Objetivo de la tarea
Reproduce palabra por palabra el texto completo sobre la crítica al psicoanálisis, sin omitir ni alterar nada.

Texto presentado
────────────────────────────────────────

Con el sicoanálisis se destruye toda posibilidad de captar lo propiamente humano en su realidad específica y concreta.
El pensamiento mecanicista, que tanto alardea de objetividad, se precipita en la trampa del reduccionismo: La religión se interpretará como una ‘neurosis’ que desfigura la visión objetiva del mundo; Dios no es más que la imagen sublimada del padre; la sexualidad es una energía que hay que descargar y cuya represión provoca tensiones insoportables, y causa neurosis. Esta teoría reduccionista no ha sido nunca demostrada.
Se comprende que cuando los llamados ‘psicólogos de las profundidades’ estudian un fenómeno religioso, caen enseguida en las mismas interpretaciones reduccionistas, las cuales, sin embargo, por concebir al hombre como una máquina, convencen fácilmente a muchos que, aunque no entiendan de máquinas, al menos las manejan sin cesar.
Entre los críticos destaca el biólogo premio Nobel, Peter Medawar, para quien ‘la teoría doctrinaria psicoanalítica es la estafa más horrenda del siglo’.

────────────────────────────────────────

Datos mostrados
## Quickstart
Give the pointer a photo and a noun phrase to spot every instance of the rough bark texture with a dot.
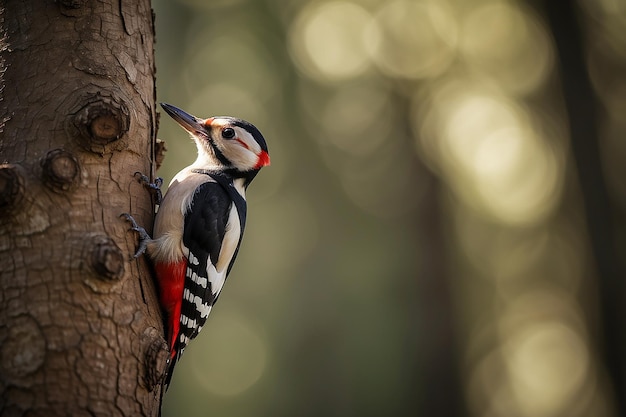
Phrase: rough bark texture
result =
(80, 327)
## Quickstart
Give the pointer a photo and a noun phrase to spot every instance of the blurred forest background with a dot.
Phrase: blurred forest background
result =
(441, 229)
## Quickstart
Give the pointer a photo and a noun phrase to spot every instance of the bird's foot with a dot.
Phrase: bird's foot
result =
(153, 187)
(144, 237)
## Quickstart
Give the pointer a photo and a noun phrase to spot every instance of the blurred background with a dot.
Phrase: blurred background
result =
(441, 229)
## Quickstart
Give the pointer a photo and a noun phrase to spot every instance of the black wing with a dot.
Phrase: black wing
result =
(205, 227)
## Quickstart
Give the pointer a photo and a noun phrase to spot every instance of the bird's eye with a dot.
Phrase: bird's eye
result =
(228, 133)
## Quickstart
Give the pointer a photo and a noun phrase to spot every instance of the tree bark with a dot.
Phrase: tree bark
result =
(80, 327)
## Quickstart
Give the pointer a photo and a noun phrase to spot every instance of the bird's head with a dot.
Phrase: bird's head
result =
(225, 144)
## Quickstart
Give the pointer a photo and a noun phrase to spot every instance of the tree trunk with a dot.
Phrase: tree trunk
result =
(80, 327)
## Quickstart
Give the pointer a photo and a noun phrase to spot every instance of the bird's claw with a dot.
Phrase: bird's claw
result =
(144, 237)
(153, 187)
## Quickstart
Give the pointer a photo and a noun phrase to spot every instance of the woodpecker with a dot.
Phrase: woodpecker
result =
(200, 222)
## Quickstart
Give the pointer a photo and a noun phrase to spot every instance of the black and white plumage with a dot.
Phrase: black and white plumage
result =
(200, 222)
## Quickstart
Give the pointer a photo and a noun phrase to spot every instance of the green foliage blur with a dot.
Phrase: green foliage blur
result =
(418, 244)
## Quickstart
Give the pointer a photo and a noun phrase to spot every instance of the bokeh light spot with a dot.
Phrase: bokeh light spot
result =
(417, 38)
(329, 40)
(508, 44)
(230, 358)
(487, 149)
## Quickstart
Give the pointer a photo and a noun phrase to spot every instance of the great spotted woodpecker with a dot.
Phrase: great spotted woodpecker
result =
(200, 222)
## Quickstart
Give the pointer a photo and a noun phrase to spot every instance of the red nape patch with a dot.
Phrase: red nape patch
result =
(264, 160)
(171, 280)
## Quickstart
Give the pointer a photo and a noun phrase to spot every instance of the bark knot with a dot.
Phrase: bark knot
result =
(107, 259)
(156, 356)
(100, 121)
(60, 170)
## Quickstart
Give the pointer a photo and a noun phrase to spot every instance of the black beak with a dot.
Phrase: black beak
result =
(190, 123)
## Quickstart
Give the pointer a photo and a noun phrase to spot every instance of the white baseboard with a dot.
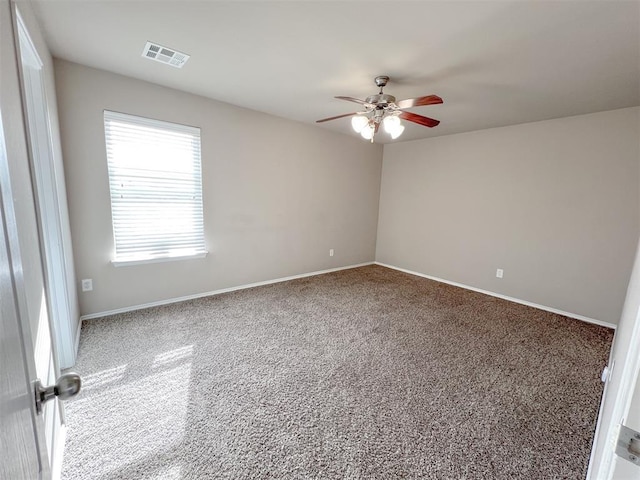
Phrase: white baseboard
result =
(76, 342)
(504, 297)
(58, 452)
(215, 292)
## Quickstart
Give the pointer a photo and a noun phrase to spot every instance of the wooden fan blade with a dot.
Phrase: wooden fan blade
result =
(336, 117)
(419, 119)
(351, 99)
(419, 102)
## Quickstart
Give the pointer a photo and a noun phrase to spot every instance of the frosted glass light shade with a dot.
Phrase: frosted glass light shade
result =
(391, 123)
(397, 131)
(358, 122)
(367, 132)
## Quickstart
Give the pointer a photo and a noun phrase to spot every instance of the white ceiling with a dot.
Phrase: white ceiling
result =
(494, 63)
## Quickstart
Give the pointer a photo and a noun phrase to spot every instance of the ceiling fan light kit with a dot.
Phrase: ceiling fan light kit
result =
(383, 108)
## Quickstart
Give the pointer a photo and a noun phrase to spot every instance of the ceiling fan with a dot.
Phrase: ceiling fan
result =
(383, 108)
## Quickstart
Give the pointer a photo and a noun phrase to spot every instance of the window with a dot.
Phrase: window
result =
(156, 188)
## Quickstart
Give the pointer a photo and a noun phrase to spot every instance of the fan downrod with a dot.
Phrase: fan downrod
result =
(381, 81)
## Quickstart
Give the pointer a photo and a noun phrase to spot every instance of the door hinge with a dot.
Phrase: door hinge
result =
(628, 445)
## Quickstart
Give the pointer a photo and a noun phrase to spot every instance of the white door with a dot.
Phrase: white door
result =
(621, 399)
(623, 469)
(22, 445)
(25, 341)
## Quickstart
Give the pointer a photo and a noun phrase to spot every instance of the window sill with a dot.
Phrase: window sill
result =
(142, 261)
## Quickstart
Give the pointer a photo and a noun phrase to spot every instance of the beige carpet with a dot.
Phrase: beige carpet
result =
(364, 373)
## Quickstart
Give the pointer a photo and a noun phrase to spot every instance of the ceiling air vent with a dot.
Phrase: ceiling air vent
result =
(161, 54)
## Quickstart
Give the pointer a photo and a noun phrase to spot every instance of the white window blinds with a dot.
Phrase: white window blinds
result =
(156, 188)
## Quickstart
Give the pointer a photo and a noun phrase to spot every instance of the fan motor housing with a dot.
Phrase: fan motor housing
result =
(380, 99)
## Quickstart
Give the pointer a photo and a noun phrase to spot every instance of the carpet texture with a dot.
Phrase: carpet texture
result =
(358, 374)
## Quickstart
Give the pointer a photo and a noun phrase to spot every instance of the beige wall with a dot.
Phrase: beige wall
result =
(553, 203)
(277, 194)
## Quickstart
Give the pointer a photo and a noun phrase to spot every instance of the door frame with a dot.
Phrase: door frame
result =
(624, 365)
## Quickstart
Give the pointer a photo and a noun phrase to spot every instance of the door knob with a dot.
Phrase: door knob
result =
(68, 386)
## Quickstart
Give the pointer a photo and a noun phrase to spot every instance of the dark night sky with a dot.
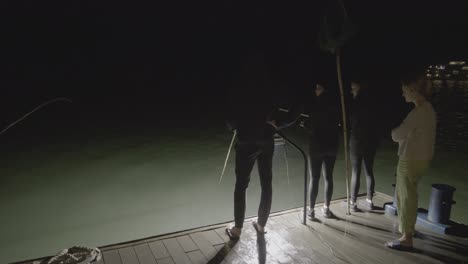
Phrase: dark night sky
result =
(129, 54)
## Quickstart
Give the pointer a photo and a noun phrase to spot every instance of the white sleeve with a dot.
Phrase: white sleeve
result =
(402, 132)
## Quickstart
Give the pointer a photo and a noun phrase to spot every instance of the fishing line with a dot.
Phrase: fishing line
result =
(34, 110)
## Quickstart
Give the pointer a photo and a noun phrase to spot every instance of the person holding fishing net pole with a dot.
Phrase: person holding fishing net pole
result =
(253, 120)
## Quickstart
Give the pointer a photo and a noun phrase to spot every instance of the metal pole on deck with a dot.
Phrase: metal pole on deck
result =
(304, 221)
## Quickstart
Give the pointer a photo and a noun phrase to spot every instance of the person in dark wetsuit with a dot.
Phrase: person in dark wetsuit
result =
(251, 115)
(323, 129)
(364, 140)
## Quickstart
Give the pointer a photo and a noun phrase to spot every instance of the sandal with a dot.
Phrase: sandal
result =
(231, 235)
(256, 226)
(396, 244)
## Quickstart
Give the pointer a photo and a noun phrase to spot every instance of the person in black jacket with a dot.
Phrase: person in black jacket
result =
(363, 141)
(323, 129)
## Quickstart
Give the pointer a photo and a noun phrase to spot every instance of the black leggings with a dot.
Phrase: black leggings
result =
(357, 159)
(317, 164)
(246, 155)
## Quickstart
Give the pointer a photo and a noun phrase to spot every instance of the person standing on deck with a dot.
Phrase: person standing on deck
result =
(416, 140)
(250, 114)
(363, 141)
(323, 129)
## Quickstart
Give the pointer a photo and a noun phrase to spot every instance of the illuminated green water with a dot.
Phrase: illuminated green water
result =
(115, 186)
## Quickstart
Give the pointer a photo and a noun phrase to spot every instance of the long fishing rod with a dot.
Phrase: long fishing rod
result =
(35, 110)
(227, 156)
(306, 170)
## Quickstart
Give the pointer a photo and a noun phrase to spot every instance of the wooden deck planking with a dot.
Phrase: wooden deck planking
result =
(176, 251)
(204, 245)
(187, 243)
(128, 256)
(159, 250)
(197, 257)
(144, 254)
(213, 237)
(168, 260)
(111, 257)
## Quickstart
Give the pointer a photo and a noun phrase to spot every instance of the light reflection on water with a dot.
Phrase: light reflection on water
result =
(450, 101)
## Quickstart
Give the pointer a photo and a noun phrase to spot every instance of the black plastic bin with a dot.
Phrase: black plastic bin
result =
(440, 203)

────────────────────────────────────────

Resultado obtenido
Con el sicoanálisis se destruye toda posibilidad de captar lo propiamente humano en su realidad específica y concreta.
El pensamiento mecanicista, que tanto alardea de objetividad, se precipita en la trampa del reduccionismo: La religión se interpretará como una ‘neurosis’ que desfigura la visión objetiva del mundo; Dios no es más que la imagen sublimada del padre; la sexualidad es una energía que hay que descargar y cuya represión provoca tensiones insoportables, y causa neurosis. Esta teoría reduccionista no ha sido nunca demostrada.
Se comprende que cuando los llamados ‘psicólogos de las profundidades’ estudian un fenómeno religioso, caen enseguida en las mismas interpretaciones reduccionistas, las cuales, sin embargo, por concebir al hombre como una máquina, convencen fácilmente a muchos que, aunque no entiendan de máquinas, al menos las manejan sin cesar.
Entre los críticos destaca el biólogo premio Nobel, Peter Medawar, para quien ‘la teoría doctrinaria psicoanalítica es la estafa más horrenda del siglo’.